*WORK TO BE COMPLETED*
Records follow. Select each line holding "tree".

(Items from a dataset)
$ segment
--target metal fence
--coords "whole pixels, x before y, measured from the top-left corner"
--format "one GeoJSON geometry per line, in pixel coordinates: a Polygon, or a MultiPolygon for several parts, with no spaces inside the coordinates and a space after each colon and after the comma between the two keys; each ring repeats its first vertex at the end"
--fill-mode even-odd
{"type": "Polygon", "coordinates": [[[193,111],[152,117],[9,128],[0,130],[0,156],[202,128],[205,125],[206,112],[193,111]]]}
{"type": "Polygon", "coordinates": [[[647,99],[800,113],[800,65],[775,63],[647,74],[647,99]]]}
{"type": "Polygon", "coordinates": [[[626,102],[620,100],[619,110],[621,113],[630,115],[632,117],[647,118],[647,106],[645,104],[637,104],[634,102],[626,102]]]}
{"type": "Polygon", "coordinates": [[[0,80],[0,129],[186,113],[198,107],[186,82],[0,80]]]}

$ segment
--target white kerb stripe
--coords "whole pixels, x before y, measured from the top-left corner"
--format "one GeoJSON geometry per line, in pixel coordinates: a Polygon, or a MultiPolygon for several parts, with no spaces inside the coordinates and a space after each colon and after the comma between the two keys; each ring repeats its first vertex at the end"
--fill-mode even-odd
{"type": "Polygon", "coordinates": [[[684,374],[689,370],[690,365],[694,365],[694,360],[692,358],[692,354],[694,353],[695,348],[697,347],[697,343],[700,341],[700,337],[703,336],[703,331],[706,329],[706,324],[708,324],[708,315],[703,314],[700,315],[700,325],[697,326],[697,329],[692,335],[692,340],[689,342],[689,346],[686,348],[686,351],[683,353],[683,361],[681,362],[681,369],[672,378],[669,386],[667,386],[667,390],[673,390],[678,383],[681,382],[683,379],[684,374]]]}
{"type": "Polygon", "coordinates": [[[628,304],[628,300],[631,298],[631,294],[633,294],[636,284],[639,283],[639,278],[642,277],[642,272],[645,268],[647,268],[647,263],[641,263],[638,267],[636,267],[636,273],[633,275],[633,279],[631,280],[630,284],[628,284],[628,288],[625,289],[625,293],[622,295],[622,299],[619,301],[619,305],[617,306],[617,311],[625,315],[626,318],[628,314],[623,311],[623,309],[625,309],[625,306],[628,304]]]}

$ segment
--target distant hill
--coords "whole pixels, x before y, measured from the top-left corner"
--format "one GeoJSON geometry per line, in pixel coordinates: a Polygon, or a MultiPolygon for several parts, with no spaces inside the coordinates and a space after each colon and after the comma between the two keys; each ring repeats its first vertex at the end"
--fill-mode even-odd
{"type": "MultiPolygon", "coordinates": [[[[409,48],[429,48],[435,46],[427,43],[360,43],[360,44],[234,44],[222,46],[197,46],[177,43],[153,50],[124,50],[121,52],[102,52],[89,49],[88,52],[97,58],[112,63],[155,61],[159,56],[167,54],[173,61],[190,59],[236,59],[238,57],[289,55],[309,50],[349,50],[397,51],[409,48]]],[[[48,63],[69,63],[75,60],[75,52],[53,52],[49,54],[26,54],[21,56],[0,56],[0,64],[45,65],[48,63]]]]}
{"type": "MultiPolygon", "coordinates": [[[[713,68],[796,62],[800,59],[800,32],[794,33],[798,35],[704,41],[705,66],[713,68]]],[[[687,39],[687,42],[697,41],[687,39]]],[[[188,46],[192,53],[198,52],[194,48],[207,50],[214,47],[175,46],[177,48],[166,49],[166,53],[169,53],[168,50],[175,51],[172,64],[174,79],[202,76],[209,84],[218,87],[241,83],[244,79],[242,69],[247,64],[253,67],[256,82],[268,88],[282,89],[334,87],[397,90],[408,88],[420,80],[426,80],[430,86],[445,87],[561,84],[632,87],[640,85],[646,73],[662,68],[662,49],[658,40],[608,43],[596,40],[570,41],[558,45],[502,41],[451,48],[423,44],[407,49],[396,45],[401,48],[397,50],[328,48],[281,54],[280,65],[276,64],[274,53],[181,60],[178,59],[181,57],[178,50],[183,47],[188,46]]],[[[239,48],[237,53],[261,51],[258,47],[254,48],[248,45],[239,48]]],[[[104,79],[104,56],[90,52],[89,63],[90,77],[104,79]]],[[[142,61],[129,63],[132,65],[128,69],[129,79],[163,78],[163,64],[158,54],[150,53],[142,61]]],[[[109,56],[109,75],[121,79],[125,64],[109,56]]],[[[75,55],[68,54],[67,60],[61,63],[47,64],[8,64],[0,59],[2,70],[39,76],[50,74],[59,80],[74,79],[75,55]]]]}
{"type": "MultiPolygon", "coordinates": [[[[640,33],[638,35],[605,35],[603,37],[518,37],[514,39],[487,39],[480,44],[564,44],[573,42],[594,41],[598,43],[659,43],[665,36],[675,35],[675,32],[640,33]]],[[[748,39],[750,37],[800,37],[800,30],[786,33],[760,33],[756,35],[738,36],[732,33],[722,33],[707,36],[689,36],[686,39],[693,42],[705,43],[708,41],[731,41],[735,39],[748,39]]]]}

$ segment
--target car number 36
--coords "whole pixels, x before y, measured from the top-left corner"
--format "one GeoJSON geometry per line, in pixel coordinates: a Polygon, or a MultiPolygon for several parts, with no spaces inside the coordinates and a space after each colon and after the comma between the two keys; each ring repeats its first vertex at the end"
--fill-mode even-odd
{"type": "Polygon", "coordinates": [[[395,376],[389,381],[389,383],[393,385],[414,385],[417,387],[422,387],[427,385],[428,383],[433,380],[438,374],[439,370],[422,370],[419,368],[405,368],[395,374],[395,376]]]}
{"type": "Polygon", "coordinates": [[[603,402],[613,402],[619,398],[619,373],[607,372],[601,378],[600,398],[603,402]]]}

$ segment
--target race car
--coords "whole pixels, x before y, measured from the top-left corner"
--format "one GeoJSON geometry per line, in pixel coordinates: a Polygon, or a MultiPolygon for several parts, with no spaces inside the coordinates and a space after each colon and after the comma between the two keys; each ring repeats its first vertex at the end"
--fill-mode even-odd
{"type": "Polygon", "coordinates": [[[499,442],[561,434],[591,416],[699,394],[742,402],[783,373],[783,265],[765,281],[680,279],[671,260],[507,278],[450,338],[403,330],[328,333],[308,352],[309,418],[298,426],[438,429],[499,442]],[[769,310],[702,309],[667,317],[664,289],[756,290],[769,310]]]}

==

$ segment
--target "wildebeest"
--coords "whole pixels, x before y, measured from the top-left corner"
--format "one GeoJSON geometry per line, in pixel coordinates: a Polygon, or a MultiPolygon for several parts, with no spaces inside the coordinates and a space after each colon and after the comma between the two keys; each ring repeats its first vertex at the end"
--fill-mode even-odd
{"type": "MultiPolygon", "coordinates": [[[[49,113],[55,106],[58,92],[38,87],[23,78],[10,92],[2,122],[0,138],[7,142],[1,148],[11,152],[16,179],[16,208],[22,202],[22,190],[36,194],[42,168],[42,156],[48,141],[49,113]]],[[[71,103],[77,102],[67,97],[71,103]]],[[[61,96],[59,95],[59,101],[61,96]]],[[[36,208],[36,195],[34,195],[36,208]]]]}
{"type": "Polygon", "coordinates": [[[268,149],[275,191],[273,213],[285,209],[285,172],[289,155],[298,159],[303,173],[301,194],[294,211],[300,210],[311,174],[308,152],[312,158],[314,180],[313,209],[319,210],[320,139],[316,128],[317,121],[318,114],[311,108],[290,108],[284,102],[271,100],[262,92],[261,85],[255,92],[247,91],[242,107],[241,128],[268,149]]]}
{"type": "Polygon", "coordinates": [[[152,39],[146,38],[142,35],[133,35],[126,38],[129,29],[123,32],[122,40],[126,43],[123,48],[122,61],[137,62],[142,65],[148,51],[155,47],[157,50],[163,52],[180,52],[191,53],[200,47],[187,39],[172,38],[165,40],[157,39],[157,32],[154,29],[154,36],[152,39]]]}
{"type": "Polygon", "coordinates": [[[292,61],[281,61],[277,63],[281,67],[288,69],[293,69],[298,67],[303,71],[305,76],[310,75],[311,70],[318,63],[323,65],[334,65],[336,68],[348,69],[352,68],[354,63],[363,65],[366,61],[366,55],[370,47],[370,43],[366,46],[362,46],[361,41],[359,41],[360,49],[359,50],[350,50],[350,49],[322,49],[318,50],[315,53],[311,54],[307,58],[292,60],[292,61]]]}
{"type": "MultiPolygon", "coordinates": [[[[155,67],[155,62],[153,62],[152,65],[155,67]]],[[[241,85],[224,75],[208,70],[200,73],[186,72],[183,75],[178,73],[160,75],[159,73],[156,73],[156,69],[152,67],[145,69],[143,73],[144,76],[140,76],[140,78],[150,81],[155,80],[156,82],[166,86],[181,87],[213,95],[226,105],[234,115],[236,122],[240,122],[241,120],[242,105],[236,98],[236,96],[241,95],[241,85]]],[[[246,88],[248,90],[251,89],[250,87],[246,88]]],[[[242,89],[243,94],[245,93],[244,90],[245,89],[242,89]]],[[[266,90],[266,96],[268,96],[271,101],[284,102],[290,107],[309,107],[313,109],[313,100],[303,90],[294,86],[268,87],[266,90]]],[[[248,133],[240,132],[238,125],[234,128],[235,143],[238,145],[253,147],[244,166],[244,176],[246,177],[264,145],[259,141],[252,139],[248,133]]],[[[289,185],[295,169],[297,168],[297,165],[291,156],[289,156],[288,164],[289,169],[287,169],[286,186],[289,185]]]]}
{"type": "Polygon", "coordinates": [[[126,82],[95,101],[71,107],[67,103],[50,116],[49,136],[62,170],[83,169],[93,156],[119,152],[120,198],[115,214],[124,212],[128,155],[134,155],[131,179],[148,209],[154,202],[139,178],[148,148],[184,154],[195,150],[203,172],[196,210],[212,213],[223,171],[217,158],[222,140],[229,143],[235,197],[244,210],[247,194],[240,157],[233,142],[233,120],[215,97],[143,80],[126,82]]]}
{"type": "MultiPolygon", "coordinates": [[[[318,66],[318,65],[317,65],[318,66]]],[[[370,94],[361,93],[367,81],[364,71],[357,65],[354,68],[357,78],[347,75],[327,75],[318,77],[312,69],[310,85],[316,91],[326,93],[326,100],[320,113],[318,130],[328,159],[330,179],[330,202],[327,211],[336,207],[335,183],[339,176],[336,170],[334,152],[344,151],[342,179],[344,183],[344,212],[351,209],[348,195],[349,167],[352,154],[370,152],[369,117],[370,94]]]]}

---

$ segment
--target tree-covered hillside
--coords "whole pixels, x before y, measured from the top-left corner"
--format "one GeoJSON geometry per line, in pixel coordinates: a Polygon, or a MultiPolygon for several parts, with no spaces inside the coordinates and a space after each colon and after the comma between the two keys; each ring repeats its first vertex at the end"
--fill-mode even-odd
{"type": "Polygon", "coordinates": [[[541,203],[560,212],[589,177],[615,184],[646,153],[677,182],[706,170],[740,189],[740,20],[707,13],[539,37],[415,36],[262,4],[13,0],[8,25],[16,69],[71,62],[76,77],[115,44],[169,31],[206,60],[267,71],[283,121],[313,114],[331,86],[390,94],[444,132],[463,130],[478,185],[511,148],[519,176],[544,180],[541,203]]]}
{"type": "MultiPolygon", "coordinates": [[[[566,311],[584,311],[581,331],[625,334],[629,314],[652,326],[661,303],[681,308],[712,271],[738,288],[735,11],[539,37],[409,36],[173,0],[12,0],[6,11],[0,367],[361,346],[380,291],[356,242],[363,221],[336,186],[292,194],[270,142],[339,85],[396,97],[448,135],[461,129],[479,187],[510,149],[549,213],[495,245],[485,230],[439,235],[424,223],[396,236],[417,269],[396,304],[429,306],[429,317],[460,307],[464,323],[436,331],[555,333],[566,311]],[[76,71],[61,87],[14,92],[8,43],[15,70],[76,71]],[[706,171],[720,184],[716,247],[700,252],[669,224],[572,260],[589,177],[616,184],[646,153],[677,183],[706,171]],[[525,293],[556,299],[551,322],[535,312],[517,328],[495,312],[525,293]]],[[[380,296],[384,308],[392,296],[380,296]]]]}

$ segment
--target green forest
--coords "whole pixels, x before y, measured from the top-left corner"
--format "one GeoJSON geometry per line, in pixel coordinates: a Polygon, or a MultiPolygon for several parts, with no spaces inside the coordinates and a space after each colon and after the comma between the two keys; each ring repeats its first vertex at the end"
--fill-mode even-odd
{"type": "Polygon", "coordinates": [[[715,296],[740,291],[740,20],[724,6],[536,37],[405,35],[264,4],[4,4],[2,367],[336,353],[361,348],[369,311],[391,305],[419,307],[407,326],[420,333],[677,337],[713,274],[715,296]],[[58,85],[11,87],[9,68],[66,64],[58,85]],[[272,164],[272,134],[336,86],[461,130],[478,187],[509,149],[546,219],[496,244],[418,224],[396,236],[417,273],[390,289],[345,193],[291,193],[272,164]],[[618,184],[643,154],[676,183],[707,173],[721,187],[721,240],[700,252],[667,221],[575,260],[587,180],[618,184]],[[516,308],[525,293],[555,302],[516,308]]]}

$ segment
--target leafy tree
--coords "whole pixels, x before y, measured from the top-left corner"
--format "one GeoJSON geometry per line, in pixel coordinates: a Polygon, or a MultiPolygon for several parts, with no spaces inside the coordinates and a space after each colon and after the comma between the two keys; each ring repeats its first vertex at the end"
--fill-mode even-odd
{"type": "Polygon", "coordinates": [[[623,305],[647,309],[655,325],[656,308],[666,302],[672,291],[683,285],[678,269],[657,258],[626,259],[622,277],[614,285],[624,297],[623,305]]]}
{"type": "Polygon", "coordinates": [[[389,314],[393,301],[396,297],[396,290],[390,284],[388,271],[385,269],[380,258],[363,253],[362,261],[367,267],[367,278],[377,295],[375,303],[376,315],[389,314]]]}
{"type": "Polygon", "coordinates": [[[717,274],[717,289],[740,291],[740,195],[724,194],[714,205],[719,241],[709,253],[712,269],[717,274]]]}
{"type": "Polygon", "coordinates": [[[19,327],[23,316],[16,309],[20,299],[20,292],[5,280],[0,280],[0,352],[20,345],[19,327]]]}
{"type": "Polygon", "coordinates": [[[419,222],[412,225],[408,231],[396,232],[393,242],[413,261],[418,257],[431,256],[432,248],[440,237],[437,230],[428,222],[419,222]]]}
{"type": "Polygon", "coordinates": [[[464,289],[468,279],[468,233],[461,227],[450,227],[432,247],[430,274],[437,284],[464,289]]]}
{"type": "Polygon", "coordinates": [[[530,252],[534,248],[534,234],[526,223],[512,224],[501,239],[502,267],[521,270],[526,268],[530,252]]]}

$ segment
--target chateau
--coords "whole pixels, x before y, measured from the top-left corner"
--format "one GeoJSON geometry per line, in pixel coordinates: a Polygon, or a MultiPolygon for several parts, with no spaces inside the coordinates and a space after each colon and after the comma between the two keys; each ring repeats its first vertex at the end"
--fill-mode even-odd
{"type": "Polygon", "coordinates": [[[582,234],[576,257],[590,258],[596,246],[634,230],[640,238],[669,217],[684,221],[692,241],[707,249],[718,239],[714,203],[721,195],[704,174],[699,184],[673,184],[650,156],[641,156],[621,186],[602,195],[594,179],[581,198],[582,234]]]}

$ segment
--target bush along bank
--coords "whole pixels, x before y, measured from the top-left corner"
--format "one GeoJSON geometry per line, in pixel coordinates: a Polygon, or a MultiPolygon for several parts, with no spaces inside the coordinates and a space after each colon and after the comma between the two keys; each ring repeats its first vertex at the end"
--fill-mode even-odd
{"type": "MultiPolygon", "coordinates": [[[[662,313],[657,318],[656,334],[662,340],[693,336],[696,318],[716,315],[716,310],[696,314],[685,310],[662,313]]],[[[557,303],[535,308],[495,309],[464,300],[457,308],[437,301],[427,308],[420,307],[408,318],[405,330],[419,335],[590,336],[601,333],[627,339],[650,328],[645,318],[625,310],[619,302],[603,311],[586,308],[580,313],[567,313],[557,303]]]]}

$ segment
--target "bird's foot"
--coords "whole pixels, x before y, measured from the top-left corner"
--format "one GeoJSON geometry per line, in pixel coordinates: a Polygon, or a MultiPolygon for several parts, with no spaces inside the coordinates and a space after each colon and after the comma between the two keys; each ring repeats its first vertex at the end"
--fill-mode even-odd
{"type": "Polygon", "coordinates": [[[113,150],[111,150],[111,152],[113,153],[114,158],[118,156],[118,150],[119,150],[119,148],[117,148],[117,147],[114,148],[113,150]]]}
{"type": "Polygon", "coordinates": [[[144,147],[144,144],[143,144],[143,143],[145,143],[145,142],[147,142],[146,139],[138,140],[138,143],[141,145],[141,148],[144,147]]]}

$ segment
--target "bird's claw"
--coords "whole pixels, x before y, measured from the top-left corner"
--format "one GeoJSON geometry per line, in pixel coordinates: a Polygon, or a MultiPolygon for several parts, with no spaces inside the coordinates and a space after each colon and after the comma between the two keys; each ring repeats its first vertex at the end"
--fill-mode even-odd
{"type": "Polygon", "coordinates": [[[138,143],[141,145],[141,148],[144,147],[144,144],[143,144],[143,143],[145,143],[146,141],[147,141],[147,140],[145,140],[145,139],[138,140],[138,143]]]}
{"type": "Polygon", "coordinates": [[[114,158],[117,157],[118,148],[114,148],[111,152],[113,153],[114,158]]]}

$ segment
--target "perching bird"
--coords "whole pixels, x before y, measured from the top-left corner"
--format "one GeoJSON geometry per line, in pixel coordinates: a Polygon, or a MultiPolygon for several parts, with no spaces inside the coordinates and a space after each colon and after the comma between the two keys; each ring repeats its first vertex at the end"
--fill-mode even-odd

*ANSWER TO THIS TASK*
--target tree-covered hillside
--target leafy tree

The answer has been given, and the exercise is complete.